● EXERCISE DETAILS: Count the lines of the material below that contain the string "stone" and give only the total as a number.

:::::

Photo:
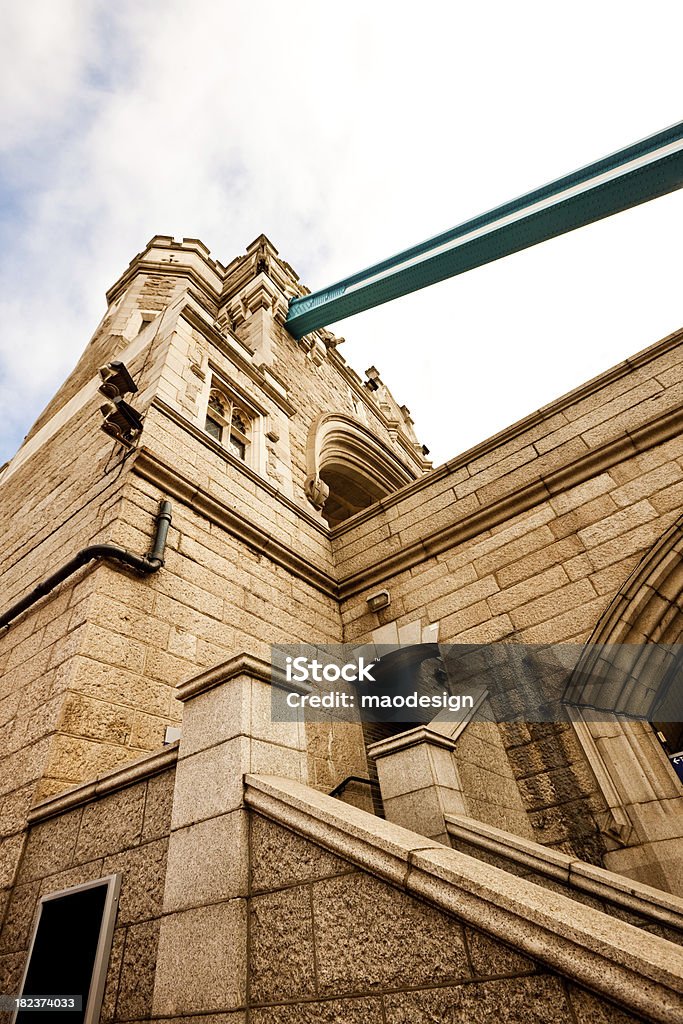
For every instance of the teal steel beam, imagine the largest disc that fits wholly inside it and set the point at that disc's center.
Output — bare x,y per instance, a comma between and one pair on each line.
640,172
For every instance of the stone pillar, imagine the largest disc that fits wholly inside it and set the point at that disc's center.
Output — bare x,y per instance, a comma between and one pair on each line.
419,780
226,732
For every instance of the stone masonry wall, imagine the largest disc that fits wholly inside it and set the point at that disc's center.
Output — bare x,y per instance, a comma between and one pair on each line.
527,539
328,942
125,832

:::::

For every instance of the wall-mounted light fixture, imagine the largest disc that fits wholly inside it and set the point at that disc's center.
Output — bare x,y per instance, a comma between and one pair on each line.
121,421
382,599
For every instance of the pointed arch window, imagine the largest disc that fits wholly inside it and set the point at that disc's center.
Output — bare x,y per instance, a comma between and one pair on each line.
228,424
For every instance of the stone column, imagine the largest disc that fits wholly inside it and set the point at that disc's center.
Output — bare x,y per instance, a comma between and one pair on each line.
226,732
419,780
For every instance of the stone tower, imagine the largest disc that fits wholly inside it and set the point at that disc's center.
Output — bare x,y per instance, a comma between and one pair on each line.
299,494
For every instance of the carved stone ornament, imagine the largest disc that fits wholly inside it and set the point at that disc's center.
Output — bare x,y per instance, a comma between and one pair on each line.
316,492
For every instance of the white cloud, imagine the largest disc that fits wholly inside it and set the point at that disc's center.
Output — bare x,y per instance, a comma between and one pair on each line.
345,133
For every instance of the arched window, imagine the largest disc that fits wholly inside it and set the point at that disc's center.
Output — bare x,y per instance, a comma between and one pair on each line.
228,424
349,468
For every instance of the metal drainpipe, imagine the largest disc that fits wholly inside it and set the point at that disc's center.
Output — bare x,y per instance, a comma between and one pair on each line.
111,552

:::::

● THE OUTPUT: 5